== TEXT ==
Tuesday, June 7, 2011

A bilingual child

I am currently visiting my family in Colombia, the country of my birth. 


In La Calera, a small town near Bogotá.  All of my cousins loved and adored Desmond and spoke to him solely in Spanish.  At my request. 


I lived here until I was about 4 years old, when we moved to Miami Lakes, Florida.  My mother, a Dominican by birth, and father, a Colombian, spoke both English and Spanish.  However, for the first four years of my life, I was raised by people who spoke to me solely in Spanish.  Although I've spent the last 26 years of my life speaking English (I learned through a mixture of my mother speaking it to me, preschool, and Sesame Street), I still hold on to my Spanish (although not as well as I'd like to).  I hardly ever use it day-to-day.  Sometimes, months go by before I speak to anyone in Spanish.  However, once I start using it in conversation, it comes back pretty quickly.  Even though the general idea is that if you don't use it, you lose it, I believe that for children who learn to speak a different language when they're young (before the age of five), this doesn't apply to them.  It applies more to the likes of those kids who have to take a foreign language in school and never use the language outside of class.

== DATA PROVIDED ==
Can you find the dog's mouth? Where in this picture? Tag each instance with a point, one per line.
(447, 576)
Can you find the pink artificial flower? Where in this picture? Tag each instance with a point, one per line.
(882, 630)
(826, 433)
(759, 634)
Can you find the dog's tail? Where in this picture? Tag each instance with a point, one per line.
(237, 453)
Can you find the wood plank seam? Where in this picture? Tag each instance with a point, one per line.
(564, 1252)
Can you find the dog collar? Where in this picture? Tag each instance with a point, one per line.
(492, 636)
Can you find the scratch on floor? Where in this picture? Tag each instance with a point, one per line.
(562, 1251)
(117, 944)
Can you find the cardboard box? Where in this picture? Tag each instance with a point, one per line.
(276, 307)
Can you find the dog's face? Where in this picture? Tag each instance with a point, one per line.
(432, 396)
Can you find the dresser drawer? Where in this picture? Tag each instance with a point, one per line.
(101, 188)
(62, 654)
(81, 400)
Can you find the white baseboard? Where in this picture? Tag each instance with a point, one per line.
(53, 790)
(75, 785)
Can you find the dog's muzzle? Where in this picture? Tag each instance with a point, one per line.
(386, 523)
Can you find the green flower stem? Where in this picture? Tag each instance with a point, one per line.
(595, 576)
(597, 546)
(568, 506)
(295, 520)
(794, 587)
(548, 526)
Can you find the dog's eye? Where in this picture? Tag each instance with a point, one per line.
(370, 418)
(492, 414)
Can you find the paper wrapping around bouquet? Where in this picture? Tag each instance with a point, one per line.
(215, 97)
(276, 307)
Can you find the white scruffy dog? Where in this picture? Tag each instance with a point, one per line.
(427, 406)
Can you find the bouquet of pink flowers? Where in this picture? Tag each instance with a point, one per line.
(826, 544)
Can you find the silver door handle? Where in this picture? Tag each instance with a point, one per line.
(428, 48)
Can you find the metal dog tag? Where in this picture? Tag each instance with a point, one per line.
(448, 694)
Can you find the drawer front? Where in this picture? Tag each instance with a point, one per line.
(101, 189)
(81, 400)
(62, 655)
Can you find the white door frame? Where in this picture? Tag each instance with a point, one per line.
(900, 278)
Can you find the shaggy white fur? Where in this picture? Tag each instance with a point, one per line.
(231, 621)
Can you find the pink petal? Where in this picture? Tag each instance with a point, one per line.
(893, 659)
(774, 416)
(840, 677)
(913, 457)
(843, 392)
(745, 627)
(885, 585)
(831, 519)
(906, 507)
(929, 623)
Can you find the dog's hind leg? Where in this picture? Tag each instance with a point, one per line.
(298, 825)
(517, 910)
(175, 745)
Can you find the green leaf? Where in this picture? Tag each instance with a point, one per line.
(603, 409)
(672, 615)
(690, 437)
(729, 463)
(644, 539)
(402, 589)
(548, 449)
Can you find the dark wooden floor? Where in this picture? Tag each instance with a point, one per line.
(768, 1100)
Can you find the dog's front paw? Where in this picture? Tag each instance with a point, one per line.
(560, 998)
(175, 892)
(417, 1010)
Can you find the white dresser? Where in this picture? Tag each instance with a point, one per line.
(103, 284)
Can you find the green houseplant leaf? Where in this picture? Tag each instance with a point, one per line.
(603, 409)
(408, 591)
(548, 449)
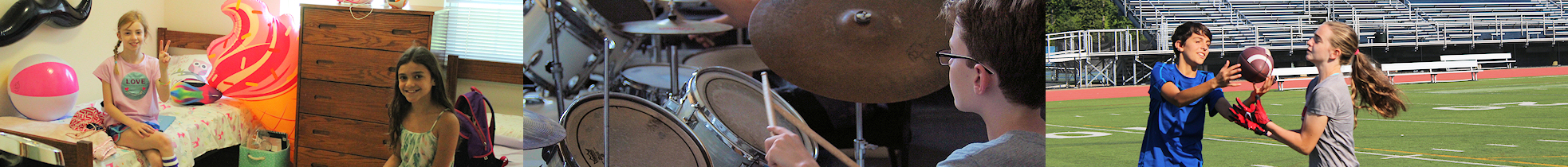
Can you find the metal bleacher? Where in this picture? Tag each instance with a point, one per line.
(1290, 24)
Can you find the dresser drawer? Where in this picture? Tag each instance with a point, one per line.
(345, 100)
(342, 64)
(380, 30)
(323, 158)
(347, 136)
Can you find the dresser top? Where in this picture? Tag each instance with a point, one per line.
(412, 10)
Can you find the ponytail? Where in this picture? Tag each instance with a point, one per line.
(1371, 87)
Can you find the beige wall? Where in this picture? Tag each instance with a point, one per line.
(84, 45)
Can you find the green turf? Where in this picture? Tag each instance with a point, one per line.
(1423, 126)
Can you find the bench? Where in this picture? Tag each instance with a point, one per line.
(1430, 69)
(1485, 58)
(1297, 71)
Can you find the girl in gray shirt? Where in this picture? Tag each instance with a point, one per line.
(1327, 134)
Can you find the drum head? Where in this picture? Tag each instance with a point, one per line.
(642, 134)
(738, 102)
(656, 76)
(740, 58)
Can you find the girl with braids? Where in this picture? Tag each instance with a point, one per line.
(1329, 119)
(425, 128)
(134, 84)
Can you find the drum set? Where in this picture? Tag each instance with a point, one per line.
(628, 102)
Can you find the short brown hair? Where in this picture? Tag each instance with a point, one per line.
(1186, 30)
(1009, 38)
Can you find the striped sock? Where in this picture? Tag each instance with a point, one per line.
(171, 161)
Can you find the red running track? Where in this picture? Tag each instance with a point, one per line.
(1144, 91)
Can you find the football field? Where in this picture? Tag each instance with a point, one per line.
(1499, 122)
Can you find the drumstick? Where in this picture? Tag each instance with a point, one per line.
(817, 138)
(767, 97)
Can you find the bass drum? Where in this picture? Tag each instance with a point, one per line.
(642, 134)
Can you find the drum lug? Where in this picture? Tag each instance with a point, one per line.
(695, 108)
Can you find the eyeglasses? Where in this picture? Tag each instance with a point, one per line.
(946, 58)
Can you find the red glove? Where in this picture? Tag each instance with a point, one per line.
(1250, 116)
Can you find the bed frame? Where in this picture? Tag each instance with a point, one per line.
(81, 153)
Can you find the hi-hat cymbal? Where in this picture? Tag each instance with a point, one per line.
(673, 27)
(853, 50)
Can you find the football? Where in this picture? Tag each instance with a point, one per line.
(1256, 64)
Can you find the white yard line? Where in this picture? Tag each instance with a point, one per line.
(1285, 146)
(1401, 157)
(1444, 122)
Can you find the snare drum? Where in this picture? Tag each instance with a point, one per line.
(652, 82)
(581, 44)
(730, 103)
(642, 134)
(740, 58)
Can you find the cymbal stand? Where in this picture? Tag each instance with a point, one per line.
(860, 134)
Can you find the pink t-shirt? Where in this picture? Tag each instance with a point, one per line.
(136, 86)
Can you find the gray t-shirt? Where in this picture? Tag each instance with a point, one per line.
(1332, 97)
(1014, 149)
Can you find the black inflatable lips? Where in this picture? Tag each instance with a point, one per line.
(27, 14)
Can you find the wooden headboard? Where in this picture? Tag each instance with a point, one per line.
(76, 153)
(185, 40)
(483, 71)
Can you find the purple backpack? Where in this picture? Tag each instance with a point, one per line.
(475, 149)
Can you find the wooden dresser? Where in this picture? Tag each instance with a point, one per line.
(347, 77)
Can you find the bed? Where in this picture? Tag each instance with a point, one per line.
(196, 130)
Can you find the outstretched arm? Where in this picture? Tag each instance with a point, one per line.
(1305, 139)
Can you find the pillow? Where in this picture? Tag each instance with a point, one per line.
(188, 66)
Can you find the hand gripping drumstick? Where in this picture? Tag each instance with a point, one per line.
(767, 99)
(803, 130)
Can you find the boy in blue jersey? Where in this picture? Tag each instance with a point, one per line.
(1176, 91)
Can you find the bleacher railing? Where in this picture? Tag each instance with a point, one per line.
(1125, 56)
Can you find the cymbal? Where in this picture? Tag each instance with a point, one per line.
(853, 50)
(673, 27)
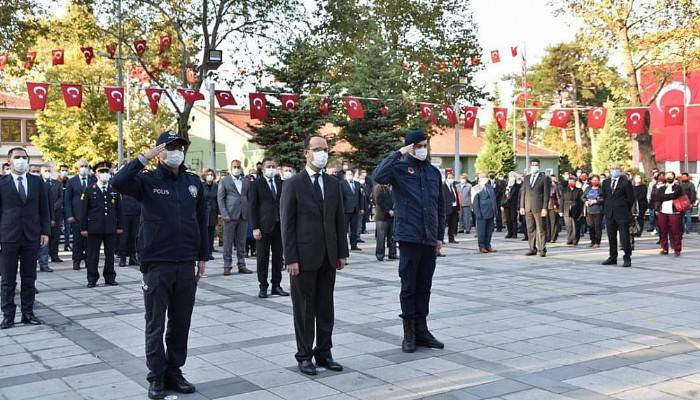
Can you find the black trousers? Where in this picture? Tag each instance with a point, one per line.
(614, 225)
(79, 243)
(416, 268)
(270, 242)
(127, 239)
(94, 241)
(25, 253)
(312, 303)
(168, 290)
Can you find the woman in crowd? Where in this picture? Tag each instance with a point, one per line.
(593, 208)
(668, 219)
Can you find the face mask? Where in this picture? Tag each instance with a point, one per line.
(320, 159)
(174, 158)
(21, 165)
(421, 154)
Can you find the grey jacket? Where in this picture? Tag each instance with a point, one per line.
(233, 204)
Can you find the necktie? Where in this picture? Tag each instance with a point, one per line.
(20, 187)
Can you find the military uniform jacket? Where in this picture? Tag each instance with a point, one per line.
(101, 211)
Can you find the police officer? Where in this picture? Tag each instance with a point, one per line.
(173, 238)
(100, 224)
(419, 214)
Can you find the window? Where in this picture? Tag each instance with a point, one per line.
(11, 130)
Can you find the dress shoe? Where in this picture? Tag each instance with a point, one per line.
(7, 322)
(30, 319)
(306, 367)
(278, 291)
(156, 389)
(329, 364)
(178, 383)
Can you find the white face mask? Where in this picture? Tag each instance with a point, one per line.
(320, 159)
(421, 153)
(21, 165)
(174, 158)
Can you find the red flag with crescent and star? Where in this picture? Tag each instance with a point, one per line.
(115, 98)
(153, 96)
(38, 94)
(258, 105)
(596, 117)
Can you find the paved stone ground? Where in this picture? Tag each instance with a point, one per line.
(515, 328)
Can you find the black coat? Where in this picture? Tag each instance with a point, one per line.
(264, 207)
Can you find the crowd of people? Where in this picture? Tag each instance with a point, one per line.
(170, 221)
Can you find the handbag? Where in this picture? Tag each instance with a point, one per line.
(682, 203)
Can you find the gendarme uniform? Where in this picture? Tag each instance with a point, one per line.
(101, 218)
(173, 237)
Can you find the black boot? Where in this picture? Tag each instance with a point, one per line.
(423, 336)
(409, 336)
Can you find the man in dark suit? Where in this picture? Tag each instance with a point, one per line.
(24, 227)
(534, 197)
(74, 189)
(315, 246)
(618, 198)
(264, 199)
(354, 202)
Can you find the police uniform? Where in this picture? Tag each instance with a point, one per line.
(173, 237)
(101, 211)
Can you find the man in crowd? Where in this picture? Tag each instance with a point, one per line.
(315, 246)
(265, 221)
(420, 230)
(74, 189)
(25, 217)
(233, 206)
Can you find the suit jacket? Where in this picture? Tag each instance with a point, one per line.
(353, 202)
(28, 220)
(72, 195)
(264, 207)
(535, 197)
(312, 231)
(233, 204)
(619, 202)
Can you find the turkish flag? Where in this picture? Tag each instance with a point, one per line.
(72, 95)
(354, 107)
(225, 98)
(88, 53)
(153, 95)
(451, 114)
(38, 94)
(258, 106)
(140, 47)
(596, 117)
(289, 101)
(115, 98)
(190, 95)
(500, 114)
(636, 120)
(469, 116)
(531, 116)
(31, 58)
(426, 111)
(111, 49)
(674, 115)
(325, 107)
(560, 118)
(165, 42)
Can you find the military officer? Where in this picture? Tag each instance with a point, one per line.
(101, 223)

== YOUR INSTRUCTIONS ==
Continue the blog post about raising a bilingual child, starting after its last sentence. The entries have nothing to do with the blog post about raising a bilingual child.

== RESULT OF THIS EXERCISE ==
This is how I remember some of the kids in my high school foreign language class.
That's why we made sure to hire a nanny who would speak only Spanish to Desmond, so that he would constantly be exposed to the language, instead of having it forced down his throat by the mandate of a school board superintendent.  Since I speak Spanish as well and since almost all of my relatives speak mostly Spanish, I feel that Desmond will continue to use it throughout his life.  I plan to expose him to other languages as well as he grows older.  Even if he doesn't completely master, say, Japanese, researchers have shown that just being exposed to it in early childhood will help the child grow and develop an "ear" for it later on in life.

Furthermore, data from studies have shown that bilingual kids, although not necessarily smarter than monolingual kids, have different learning capacities and processing and are better multitaskers.  Dr. Bialystock, a professor of Psychology at York University in Toronto, says the following about bilingual children:

As we did our research, you could see there was a big difference in the way monolingual and bilingual children processed language. We found that if you gave 5- and 6-year-olds language problems to solve, monolingual and bilingual children knew, pretty much, the same amount of language.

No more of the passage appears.